**Instructions**.
1. In the Anita Martini biography, in what year was she the first woman to cover a Major League Baseball All-Star Game?
2. Write the next part of the Anita Martini biography, starting after its final sentence.

**Document extract**.

----

- Born: March 3, 1939 Galveston, Texas, U.S.
- Died: July 10, 1993 (aged 54) Houston, Texas, U.S.
- Resting place: Calvary Catholic Cemetery, Galveston, Texas
- Occupation: Sports journalist
- Known for: First female journalist admitted to a major league baseball team's locker room

= Anita Martini =

American sports journalist and broadcaster (1939–1993)

Anita Marie Martini (March 3, 1939 – July 10, 1993) was an American sports journalist and broadcaster. She was the first woman to cover a Major League Baseball (MLB) All-Star Game (1973) and the first female journalist allowed into a baseball locker room (after the Los Angeles Dodgers defeated the Houston Astros at the Astrodome to win the National League West pennant on October 1, 1974). Based in Houston for most of her career, Martini worked for radio and television stations in the city from the mid-1960s until shortly before her death.

----

**Entries supplied**.
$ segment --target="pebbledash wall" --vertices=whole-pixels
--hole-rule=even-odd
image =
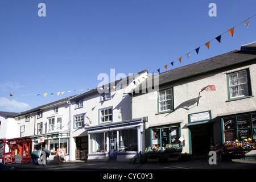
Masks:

----

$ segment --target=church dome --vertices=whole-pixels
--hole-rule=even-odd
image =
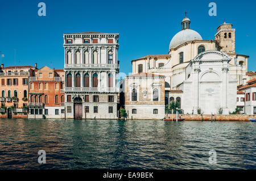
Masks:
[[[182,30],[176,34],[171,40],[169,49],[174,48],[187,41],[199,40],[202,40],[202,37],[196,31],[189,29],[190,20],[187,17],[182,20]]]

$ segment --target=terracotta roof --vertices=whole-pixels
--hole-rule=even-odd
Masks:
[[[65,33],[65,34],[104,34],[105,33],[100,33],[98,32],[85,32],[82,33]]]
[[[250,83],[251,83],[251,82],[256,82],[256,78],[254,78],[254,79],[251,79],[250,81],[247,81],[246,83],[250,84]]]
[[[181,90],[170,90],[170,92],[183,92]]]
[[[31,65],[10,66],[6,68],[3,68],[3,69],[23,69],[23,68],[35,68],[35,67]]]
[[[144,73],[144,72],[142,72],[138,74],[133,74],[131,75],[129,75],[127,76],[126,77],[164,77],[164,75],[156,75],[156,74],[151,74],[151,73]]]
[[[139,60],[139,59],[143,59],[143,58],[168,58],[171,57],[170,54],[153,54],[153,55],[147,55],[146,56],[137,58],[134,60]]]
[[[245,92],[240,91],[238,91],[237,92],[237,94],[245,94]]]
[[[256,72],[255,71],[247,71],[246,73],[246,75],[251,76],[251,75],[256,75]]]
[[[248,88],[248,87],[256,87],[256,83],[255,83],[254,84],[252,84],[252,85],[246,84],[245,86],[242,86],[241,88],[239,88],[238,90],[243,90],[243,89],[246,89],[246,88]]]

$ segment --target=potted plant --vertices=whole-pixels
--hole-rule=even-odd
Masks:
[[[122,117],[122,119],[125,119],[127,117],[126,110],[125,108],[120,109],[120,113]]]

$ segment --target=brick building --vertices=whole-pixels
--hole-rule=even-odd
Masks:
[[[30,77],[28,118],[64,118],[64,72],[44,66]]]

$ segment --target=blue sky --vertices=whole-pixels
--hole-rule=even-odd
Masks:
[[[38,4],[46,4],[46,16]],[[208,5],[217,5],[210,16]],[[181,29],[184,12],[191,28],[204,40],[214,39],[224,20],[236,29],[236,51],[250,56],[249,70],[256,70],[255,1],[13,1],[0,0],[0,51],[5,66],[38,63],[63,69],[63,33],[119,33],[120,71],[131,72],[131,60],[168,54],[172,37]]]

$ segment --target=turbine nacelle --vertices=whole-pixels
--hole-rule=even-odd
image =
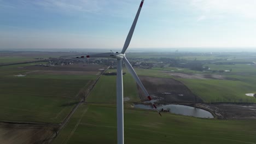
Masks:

----

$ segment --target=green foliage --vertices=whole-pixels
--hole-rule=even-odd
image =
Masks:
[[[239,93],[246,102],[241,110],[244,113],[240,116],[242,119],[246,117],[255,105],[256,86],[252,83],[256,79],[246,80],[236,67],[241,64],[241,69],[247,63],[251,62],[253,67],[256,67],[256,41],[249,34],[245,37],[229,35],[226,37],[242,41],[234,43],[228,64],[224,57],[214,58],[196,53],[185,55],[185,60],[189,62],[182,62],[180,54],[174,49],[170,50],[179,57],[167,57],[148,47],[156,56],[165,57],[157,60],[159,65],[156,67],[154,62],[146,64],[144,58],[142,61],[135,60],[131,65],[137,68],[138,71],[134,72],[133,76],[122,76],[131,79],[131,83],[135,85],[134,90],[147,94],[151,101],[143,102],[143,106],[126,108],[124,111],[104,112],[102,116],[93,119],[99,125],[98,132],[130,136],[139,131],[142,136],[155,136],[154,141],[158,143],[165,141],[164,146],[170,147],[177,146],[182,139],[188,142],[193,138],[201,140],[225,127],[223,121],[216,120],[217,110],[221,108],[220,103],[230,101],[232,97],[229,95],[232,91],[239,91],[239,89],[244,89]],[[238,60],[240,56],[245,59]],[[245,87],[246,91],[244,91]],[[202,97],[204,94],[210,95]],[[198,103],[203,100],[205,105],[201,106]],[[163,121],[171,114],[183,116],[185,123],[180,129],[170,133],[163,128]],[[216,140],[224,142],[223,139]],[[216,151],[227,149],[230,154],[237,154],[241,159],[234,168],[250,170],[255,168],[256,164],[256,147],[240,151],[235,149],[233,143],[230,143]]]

----

**Your responses**.
1. 1973

2.
==Early life==
Martini was born in Galveston, Texas, where her father operated the holding corporation of the historic Martini Theater at 524 Moody Avenue. She was exposed to baseball as a young child; her uncle, Buck Fausett, was a professional baseball player, and she would often accompany him to ballparks. She was educated at Ursuline Academy, a local private school. Later, she attended Ball High School, the public high school in Galveston. For college, she went to Columbia, Missouri, where she studied for an associate degree in journalism from Stephens College. She got married and moved to Houston after that, but was soon divorced.

==Career==
By the 1960s, Martini worked for and then owned a Houston publication called FUN Magazine. Her broadcast career began in 1965, and she worked mostly for Houston stations, spending 14 years at KPRC Radio and also appearing on KPRC-TV, KHTV (Channel 39), and KULF Radio. She was the first woman in a major radio market to co-host a sports talk show (with Mike Edmonds on KPRC Radio, 1972-1979 and 1986-1991).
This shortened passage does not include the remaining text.